## ЗАДАНИЕ 1
Перескажите в виде краткого списка абзац извлечённого текста, который начинается словами «Надо ли говорить», сохранив его основные факты.
## ЗАДАНИЕ 2
Какую вещь автор письма к Флорри из извлечённого текста хочет взять с собой в Англию?
## ЗАДАНИЕ 3
Напишите продолжение извлечённого текста, начиная сразу после его последнего предложения.

## ИЗВЛЕЧЁННЫЙ ТЕКСТ
Потом я греб с Фрэнком Майлзом на байдарке из березовой коры до Пангборна, пролетал через пороги и вообще совершал чудеса на каждом шагу — это было замечательно.

Боюсь, не смогу походить с тобой на яхте. Очень меня беспокоит моя тяжба, которую я выиграл, но должен, оказывается, платить большие судебные издержки, хотя для меня и сделана скидка. Мне надо быть в Ирландии.

Дружище, жаль, что не могу снова повидаться с тобой. Всегда твой

Оскар

10. Флоренс Болкомб{25}

Меррион-сквер Норт, 1

Понедельник, вечер [конец 1878 г.]

Дорогая Флорри, так как на днях я уезжаю обратно в Англию, наверное навсегда, я хотел бы взять с собой золотой крестик, который я подарил Вам давным-давно утром на Рождество.

Надо ли говорить, что я не стал бы просить Вас вернуть его, если бы он представлял для Вас какую-нибудь ценность, но для меня этот ничего не стоящий крестик служит памятью о двух чудесных годах — самых чудесных годах моей юности, — и я хотел бы всегда иметь его при себе. Если бы Вы захотели передать его мне сами, я мог бы встретиться с Вами в любое время в среду, а не то отдайте его Фил, с которой я увижусь сегодня днем.

Хотя Вы не сочли нужным известить меня о том, что выходите замуж, я все же не могу уехать из Ирландии, не пожелав Вам счастья; что бы ни случилось, я никак не могу быть безразличен к Вашему благополучию: слишком долго пути наших жизней шли рядом.

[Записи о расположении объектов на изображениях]
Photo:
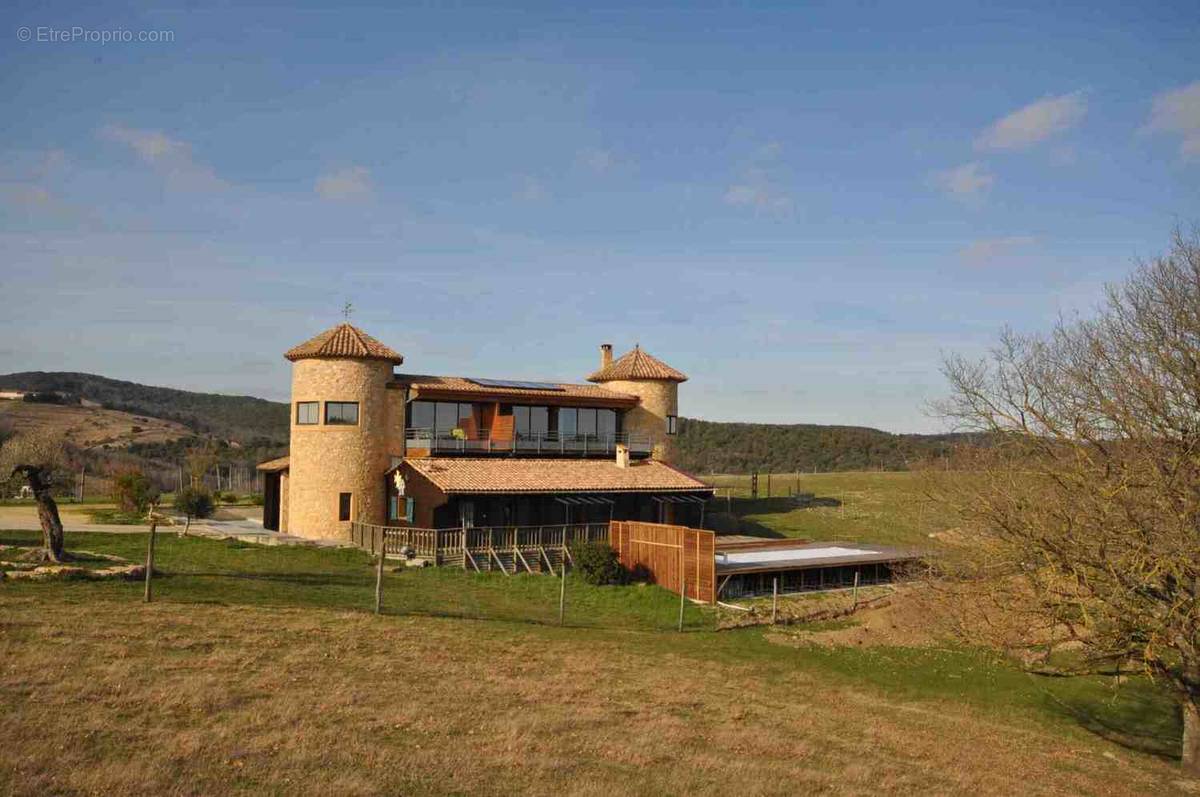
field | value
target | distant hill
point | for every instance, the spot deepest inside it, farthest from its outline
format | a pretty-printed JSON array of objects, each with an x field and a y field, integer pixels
[
  {"x": 713, "y": 447},
  {"x": 261, "y": 427},
  {"x": 244, "y": 419}
]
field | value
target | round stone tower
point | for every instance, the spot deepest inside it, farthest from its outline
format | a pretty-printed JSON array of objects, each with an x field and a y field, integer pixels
[
  {"x": 655, "y": 383},
  {"x": 342, "y": 424}
]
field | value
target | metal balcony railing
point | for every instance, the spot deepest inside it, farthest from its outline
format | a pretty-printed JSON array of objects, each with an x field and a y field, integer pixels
[{"x": 547, "y": 443}]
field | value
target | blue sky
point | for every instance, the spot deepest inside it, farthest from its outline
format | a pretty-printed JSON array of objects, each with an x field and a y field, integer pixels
[{"x": 801, "y": 207}]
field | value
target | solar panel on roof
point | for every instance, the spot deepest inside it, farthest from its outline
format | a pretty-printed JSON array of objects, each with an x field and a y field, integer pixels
[{"x": 519, "y": 384}]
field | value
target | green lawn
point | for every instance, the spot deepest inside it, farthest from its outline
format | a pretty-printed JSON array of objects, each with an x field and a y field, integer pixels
[
  {"x": 197, "y": 570},
  {"x": 870, "y": 507}
]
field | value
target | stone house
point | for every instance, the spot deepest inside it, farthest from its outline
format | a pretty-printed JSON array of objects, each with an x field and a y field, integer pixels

## РЕЗУЛЬТАТ 1
- Он не просил бы вернуть крестик, если бы тот имел для Флорри какую-нибудь ценность.
- Для него этот ничего не стоящий крестик служит памятью о двух самых чудесных годах юности, и он хочет всегда иметь его при себе.
- Флорри может сама передать крестик при встрече в любое время в среду.
- Иначе она может отдать крестик Фил, с которой он увидится сегодня днем.

## РЕЗУЛЬТАТ 2
Золотой крестик, который он подарил ей утром на Рождество.

## РЕЗУЛЬТАТ 3
Теперь они разошлись, но крестик будет напоминать мне о минувших днях, и, хотя после моего отъезда из Ирландии мы никогда больше не увидимся, я всегда буду поминать Вас в молитвах. Прощайте и да благословит Вас Бог.

Оскар



ЧАСТЬ ВТОРАЯ

ЛОНДОН 1879–1881

Описание

После блистательных академических успехов Уайльда летом 1878 года колледж Магдалины продлил ему стипендию на следующий (пятый) год обучения. 22 ноября он сдал экзамен по основам религии и 28 ноября получил степень бакалавра искусств. Неизвестно, какую часть того года провел он в Оксфорде — предположительно на частных квартирах, так как комнаты в колледже он освободил, — но, надо полагать, в основном он жил в Лондоне, учась пленять общество как собеседник и рассказчик и шлифуя свои эстетические вкусы.

11. Джорджу Макмиллану{26}

Вестминстер, клуб св. Стефана

22 марта 1879 г.

Дорогой Макмиллан, я был очень рад получить весточку от тебя и узнать, что Общество действительно будет создано; я совершенно уверен в его успехе.

Мне будет в высшей степени приятно заняться литературной работой для твоего издательства. Я давно ждал этой возможности.

За перевод Геродота — т. е. избранных мест из него — я взялся бы с огромным удовольствием; уверен, что изумительная колоритность его сочинений, равно как страстная сила и нежность, звучащие в некоторых его историях, привлекли бы к нему великое множество читателей. Я с наслаждением стал бы делать эту работу и обязался бы закончить ее к 1 сентября.

Я не знаю, сколько греческих пьес собираешься ты напечатать, но в последнее время я много занимался Еврипидом и из всех его вещей хотел бы редактировать «Безумного Геракла» и «Финикиянок» — пьесы, с которыми я хорошо знаком. По-моему, я вполне представляю себе, какой стиль редактирования требуется.

Буду рад получить от тебя вскоре ответ, а также повидаться с тобой на Солсбери-стрит в любое время, когда ты будешь свободен.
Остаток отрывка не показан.